▸ **Exercise directions**:
Please copy, unchanged, everything from the line containing "bus side panel -> masks, each instance" down to the last line of the items below.

▸ **Provided data**:
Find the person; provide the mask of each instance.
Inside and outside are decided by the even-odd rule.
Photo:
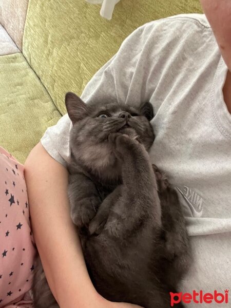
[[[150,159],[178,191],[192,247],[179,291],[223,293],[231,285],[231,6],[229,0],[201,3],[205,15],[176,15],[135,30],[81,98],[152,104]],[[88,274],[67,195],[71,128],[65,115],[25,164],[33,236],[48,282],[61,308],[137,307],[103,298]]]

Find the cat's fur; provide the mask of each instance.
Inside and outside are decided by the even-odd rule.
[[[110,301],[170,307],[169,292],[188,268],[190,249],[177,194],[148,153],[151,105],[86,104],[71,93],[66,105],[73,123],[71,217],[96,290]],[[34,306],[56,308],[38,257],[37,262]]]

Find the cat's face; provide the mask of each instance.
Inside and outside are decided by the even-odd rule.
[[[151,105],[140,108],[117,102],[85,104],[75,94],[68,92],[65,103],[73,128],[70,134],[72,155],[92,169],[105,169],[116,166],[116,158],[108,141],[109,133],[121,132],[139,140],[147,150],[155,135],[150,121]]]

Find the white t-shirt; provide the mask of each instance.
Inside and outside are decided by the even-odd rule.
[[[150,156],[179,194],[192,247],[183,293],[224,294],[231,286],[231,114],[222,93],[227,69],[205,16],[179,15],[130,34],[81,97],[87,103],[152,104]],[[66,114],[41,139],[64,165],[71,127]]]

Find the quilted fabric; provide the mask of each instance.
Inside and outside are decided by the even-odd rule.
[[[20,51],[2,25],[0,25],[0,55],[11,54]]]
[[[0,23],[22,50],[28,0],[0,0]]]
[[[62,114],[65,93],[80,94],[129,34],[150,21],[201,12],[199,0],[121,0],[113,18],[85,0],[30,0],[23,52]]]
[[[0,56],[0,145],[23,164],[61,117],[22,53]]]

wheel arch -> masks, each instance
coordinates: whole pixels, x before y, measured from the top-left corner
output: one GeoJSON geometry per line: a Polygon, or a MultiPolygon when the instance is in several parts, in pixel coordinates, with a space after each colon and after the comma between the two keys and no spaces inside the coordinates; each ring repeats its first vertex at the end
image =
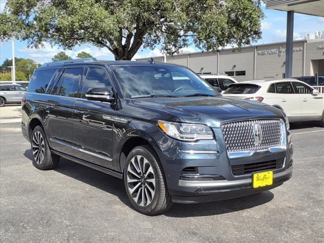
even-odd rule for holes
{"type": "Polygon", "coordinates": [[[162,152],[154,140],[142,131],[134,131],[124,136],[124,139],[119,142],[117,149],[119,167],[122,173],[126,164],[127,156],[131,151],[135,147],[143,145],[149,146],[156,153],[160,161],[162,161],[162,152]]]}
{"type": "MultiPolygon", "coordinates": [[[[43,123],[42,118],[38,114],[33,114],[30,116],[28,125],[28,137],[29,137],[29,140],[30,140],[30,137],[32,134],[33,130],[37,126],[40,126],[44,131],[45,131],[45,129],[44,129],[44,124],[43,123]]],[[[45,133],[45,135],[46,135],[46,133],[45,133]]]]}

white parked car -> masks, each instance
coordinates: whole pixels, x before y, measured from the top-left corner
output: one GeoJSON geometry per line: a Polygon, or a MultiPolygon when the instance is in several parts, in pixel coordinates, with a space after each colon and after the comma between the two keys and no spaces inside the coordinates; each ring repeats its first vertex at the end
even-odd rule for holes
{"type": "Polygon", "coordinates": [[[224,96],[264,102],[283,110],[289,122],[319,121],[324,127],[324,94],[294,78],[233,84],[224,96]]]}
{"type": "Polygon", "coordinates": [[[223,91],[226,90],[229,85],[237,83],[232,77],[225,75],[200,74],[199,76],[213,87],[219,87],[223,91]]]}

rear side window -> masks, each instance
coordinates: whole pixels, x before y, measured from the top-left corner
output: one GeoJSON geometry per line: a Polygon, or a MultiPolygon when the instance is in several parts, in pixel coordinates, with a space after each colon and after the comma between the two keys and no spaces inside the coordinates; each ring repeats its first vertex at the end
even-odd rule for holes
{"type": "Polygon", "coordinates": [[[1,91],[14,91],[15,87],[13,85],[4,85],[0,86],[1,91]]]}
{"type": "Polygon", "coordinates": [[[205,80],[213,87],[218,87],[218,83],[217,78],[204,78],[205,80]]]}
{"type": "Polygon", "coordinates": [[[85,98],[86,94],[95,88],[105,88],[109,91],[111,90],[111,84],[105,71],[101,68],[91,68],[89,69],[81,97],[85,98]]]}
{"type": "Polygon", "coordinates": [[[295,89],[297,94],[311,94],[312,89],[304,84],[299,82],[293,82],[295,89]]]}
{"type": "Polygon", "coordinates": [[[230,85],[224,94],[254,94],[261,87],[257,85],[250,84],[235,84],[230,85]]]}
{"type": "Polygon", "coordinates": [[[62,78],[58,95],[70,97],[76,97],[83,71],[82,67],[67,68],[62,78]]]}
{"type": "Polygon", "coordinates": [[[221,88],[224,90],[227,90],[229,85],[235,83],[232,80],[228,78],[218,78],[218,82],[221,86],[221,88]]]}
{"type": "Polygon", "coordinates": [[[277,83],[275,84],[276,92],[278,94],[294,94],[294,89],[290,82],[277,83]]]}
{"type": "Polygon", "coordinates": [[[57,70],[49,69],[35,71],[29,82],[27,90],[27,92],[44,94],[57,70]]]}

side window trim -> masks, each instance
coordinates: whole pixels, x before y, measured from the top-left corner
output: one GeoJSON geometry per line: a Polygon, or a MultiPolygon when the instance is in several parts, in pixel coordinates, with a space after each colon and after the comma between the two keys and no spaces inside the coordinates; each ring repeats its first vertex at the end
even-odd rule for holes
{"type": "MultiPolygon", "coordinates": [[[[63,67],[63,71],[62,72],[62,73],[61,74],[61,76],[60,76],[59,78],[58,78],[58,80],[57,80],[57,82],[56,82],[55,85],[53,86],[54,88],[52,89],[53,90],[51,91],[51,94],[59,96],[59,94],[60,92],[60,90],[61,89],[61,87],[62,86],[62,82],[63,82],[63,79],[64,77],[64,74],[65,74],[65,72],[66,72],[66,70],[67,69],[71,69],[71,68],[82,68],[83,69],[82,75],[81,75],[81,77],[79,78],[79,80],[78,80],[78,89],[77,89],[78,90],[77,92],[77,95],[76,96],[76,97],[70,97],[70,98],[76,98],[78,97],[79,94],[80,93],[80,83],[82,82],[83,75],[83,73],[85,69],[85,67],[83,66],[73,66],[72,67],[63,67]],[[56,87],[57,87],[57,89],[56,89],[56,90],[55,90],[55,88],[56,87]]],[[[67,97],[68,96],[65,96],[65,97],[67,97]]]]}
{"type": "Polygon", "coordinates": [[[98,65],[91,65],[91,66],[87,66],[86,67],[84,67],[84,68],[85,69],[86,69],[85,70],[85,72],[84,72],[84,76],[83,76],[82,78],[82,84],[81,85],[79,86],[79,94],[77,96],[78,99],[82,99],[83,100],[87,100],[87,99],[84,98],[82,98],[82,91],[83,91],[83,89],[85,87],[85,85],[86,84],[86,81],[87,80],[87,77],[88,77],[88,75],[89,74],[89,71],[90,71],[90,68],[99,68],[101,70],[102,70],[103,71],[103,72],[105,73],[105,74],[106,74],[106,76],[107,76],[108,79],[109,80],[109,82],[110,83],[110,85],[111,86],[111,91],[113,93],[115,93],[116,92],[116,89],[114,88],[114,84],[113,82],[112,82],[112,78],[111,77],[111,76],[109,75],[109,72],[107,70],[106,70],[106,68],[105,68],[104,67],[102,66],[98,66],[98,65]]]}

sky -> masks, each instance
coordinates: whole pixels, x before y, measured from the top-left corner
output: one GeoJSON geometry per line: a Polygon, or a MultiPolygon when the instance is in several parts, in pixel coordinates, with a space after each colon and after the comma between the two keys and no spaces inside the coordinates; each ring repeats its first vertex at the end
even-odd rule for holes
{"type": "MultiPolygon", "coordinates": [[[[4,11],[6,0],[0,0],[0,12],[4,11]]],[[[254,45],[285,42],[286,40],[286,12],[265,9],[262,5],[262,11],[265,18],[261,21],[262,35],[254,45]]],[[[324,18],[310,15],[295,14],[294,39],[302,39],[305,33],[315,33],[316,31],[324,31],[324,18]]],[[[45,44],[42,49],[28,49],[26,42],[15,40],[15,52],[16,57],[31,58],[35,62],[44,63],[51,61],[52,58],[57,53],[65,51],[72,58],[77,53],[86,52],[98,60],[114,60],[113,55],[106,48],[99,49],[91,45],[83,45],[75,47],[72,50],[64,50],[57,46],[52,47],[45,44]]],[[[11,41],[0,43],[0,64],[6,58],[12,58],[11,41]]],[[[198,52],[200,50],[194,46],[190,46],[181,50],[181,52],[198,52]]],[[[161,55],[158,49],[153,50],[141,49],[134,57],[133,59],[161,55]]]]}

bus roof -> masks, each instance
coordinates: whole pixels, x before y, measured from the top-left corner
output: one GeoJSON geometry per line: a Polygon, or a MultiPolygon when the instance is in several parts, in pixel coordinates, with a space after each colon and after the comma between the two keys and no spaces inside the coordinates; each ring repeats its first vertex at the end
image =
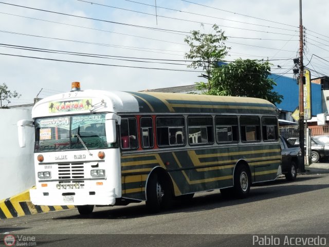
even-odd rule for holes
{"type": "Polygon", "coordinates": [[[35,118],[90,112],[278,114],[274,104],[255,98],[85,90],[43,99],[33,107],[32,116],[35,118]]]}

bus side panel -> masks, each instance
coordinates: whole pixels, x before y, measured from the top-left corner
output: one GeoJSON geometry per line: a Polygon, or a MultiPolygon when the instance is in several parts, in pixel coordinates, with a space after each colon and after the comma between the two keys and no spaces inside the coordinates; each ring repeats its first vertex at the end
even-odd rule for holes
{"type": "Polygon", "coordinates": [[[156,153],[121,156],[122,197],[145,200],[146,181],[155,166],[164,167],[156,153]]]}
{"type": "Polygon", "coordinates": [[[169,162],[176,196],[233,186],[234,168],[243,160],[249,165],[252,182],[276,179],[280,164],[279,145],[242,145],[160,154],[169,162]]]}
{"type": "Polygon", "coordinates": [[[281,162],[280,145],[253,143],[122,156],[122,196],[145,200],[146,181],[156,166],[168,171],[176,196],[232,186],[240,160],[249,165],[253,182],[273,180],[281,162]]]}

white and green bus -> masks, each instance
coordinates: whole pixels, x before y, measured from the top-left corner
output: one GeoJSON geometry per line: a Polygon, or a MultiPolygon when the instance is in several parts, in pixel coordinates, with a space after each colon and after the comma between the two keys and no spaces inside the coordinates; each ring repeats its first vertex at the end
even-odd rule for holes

▸ **Result**:
bus side panel -> masks, each instance
coordinates: whole pixels, x before y, measured from the top-left corner
output: one GeoJSON geometry per line: a Polygon, or a MultiPolygon when the instance is in several parts, in pixel coordinates, with a space after each colon and after the comma between the two keys and no spaces inside the coordinates; each ring repeats its first vertex at the end
even-odd rule for holes
{"type": "Polygon", "coordinates": [[[156,153],[121,156],[122,197],[145,200],[146,181],[155,166],[164,167],[156,153]]]}
{"type": "Polygon", "coordinates": [[[169,162],[176,196],[233,186],[234,168],[243,160],[249,165],[252,182],[276,179],[280,164],[279,145],[242,145],[160,154],[169,162]]]}
{"type": "Polygon", "coordinates": [[[281,162],[280,145],[253,143],[122,156],[122,196],[145,200],[146,181],[156,166],[168,171],[176,196],[232,186],[240,160],[249,165],[253,182],[273,180],[281,162]]]}

white and green bus -> masks, each instance
coordinates: whole pixels, x before y, measured from the top-left corner
output: one GeoJSON geometry per line: a Polygon, or a MultiPolygon when the instance is in several parts, in pixel coordinates, with a space after each colon and after the comma between the two keys and no spaces inside the coordinates; each ring repeats its first vertex at the end
even-odd rule for holes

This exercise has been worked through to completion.